The data:

>> start

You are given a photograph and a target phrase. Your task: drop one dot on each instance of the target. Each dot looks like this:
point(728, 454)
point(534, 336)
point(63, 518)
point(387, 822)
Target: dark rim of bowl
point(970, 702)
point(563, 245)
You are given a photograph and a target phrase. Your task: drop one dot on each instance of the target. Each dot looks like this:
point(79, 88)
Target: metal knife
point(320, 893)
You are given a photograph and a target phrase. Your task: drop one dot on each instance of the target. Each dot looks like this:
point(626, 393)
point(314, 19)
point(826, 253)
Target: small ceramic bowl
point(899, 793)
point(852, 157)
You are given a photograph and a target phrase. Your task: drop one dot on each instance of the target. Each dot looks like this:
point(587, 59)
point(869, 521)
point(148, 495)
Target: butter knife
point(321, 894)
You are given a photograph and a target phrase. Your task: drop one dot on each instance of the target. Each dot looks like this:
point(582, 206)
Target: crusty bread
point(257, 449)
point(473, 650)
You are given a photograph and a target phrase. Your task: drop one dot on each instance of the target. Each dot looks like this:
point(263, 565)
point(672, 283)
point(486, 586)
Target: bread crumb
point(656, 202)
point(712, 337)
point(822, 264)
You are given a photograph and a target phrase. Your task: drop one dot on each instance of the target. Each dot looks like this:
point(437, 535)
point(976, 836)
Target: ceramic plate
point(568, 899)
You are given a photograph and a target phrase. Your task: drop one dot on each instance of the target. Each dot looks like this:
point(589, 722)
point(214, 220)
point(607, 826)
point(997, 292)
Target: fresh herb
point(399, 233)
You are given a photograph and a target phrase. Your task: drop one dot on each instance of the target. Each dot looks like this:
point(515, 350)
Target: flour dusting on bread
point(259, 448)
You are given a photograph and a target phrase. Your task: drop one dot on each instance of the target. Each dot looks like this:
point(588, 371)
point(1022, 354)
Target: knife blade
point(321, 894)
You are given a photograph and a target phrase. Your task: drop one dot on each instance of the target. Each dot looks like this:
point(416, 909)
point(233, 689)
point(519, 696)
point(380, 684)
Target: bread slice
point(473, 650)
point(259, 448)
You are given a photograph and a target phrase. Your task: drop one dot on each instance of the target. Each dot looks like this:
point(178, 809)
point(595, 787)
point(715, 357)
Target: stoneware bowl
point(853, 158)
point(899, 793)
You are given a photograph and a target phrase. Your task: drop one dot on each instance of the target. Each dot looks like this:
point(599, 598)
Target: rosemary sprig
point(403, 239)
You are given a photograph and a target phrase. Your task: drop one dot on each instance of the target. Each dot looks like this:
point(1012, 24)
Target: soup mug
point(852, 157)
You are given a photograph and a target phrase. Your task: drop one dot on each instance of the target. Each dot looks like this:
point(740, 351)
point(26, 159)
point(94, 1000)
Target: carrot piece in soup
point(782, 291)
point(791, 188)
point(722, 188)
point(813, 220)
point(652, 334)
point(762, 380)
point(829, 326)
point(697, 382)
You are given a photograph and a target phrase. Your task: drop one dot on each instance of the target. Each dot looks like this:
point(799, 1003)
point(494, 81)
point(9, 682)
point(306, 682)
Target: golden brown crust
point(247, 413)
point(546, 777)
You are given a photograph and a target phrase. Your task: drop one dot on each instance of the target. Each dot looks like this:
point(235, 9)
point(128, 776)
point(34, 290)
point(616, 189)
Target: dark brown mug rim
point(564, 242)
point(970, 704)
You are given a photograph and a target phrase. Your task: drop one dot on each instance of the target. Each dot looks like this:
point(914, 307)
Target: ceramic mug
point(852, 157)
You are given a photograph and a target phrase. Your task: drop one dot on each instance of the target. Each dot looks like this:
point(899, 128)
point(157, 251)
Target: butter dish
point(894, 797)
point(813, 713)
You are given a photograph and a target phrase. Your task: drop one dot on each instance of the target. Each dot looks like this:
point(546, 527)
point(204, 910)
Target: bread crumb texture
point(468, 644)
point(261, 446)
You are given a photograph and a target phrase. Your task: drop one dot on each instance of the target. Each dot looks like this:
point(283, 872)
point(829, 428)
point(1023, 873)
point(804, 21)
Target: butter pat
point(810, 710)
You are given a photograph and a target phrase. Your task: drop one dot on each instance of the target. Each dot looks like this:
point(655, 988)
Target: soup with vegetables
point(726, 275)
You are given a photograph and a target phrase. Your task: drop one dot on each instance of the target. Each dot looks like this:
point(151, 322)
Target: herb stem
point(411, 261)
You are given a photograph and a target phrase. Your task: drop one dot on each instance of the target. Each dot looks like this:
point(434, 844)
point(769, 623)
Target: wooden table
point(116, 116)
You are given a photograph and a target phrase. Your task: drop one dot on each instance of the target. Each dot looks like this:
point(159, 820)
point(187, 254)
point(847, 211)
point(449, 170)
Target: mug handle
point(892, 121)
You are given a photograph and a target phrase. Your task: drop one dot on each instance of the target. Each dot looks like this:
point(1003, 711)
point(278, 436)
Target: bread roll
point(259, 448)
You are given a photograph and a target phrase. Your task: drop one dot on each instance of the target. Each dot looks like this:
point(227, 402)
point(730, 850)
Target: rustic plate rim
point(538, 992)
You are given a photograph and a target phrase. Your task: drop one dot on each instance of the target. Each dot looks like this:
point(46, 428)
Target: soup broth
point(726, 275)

>> end

Exercise goal: Please quote every record above exactly as it appears.

Written reply:
You are given a photograph and a target phrase. Your task: drop one dot on each instance of the target. Each dot looks like this:
point(728, 454)
point(534, 336)
point(63, 518)
point(387, 822)
Target: dark rim of bowl
point(970, 702)
point(563, 245)
You are given a photograph and a target phrase. Your task: drop one dot on each instance of the target. Each dot looks like this:
point(79, 88)
Target: metal knife
point(320, 893)
You are given a photograph and a target phrase. Your task: drop one dot on each instance of the target. Each dot looks like this:
point(626, 393)
point(314, 19)
point(826, 253)
Target: small ceramic bowl
point(899, 793)
point(852, 157)
You are given a photograph and a target phrase. Your task: drop one dot on each instance of the target. Each dot looks like this:
point(587, 59)
point(869, 521)
point(148, 495)
Target: butter knife
point(321, 894)
You are given a photograph and a target phrase. Your task: drop one dot on each instance of the target. Each dot looks like this:
point(582, 206)
Target: crusty bread
point(257, 449)
point(473, 650)
You are given a photograph and a target phrase. Your task: drop one dot on each instance of the target. Each dot looks like this:
point(263, 565)
point(672, 283)
point(486, 586)
Target: bread crumb
point(656, 202)
point(712, 337)
point(822, 264)
You are given a photograph and a target phrase. Your task: drop one dot on each instance of the target. Each dot looks like this:
point(437, 535)
point(976, 836)
Target: ceramic plate
point(568, 899)
You are given a photograph and a target phrase. Your task: drop one dot on each instance of the target. Each dot looks like this:
point(589, 722)
point(214, 220)
point(607, 826)
point(997, 292)
Target: fresh herb
point(399, 233)
You are given a photograph and a target phrase. Your task: drop one dot on each instance of the target. Each dot looks like this:
point(515, 350)
Target: flour dusting on bread
point(259, 448)
You are given a photograph and a target phrase. Your task: drop one dot on each instance of the target. Each dot looks like this:
point(588, 371)
point(1022, 354)
Target: knife blade
point(321, 894)
You are given a photograph and a target phrase. Your task: drop one dot on each instance of the target. Each dot looks like this:
point(416, 909)
point(233, 689)
point(519, 696)
point(380, 684)
Target: bread slice
point(473, 650)
point(259, 448)
You are given a photograph and a target phrase. Your task: drop one dot on each instance of the target. Each dot looks like this:
point(178, 809)
point(595, 787)
point(715, 357)
Target: stoneware bowl
point(853, 158)
point(899, 793)
You are given a photograph and a target phrase. Your task: drop one dot on each instance of the target. Each dot looks like this:
point(599, 598)
Target: rosemary sprig
point(403, 239)
You are given a photograph and a target phrase. Your task: drop one dot on each instance of the target. Each dot looks like this:
point(1012, 24)
Target: soup mug
point(852, 157)
You are given a photograph and a target phrase. Your task: drop one dot on each instance of the target. Each dot looks like this:
point(740, 351)
point(26, 159)
point(94, 1000)
Target: carrot piece in soup
point(782, 291)
point(791, 188)
point(722, 188)
point(813, 220)
point(652, 334)
point(762, 380)
point(829, 326)
point(697, 382)
You are given a photograph and a target phrase. Your task: drop one dot on each instance of the target. Each dot looks like this:
point(799, 1003)
point(494, 81)
point(9, 682)
point(306, 682)
Target: golden brown crust
point(247, 413)
point(546, 777)
You are given a photograph and a target phrase. Your task: drop one dot on each instance of the target. Each dot looks like this:
point(235, 9)
point(128, 776)
point(34, 290)
point(616, 189)
Target: dark brown mug rim
point(564, 242)
point(970, 704)
You are given a photograph and a target phrase. Your task: drop one dot on each instance of the target. Each dot looks like this:
point(914, 307)
Target: ceramic mug
point(852, 157)
You are given a photograph and a target phrase. Your task: drop one dot on each instance of the target. Each dot looks like this:
point(899, 128)
point(157, 251)
Target: butter dish
point(894, 797)
point(813, 713)
You are given a photograph and a target phrase. Your task: drop one dot on each instance of the target. Each dot looks like this:
point(546, 527)
point(204, 910)
Target: bread crumb texture
point(468, 644)
point(261, 446)
You are given a photograph and a target phrase. Your task: drop one dot on each instance of the target. Each dot looks like this:
point(283, 872)
point(829, 428)
point(1023, 873)
point(804, 21)
Target: butter pat
point(810, 710)
You are given a photograph and a target phrase. Your task: drop one dot on each instance of the target. Each dot looks like this:
point(655, 988)
Target: soup with vegetables
point(726, 275)
You are given a photograph and a target phrase. Your task: drop one dot on each instance of the target. Each dot looks like this:
point(151, 322)
Target: herb stem
point(411, 261)
You are given a photograph and a target phrase. Your task: drop one dot on each instance of the target. Each dot looks like this:
point(434, 844)
point(769, 623)
Target: wooden table
point(116, 116)
You are given a photograph and a target phrase. Your task: drop one dot on each instance of the target. Each dot looks like this:
point(159, 820)
point(187, 254)
point(847, 211)
point(449, 170)
Target: mug handle
point(892, 121)
You are given a photograph and a target phrase. Your task: drop one dot on each instance of the target. Each dot looks like this:
point(1003, 711)
point(278, 436)
Target: bread roll
point(259, 448)
You are given a photograph and a target phrase. Your task: drop one dot on each instance of the target. Each dot looks like this:
point(227, 402)
point(730, 850)
Target: rustic plate rim
point(538, 992)
You are given a photograph and a target phrase. Your task: drop one dot on each instance of the target. Each dot looks like this:
point(46, 428)
Target: soup broth
point(726, 275)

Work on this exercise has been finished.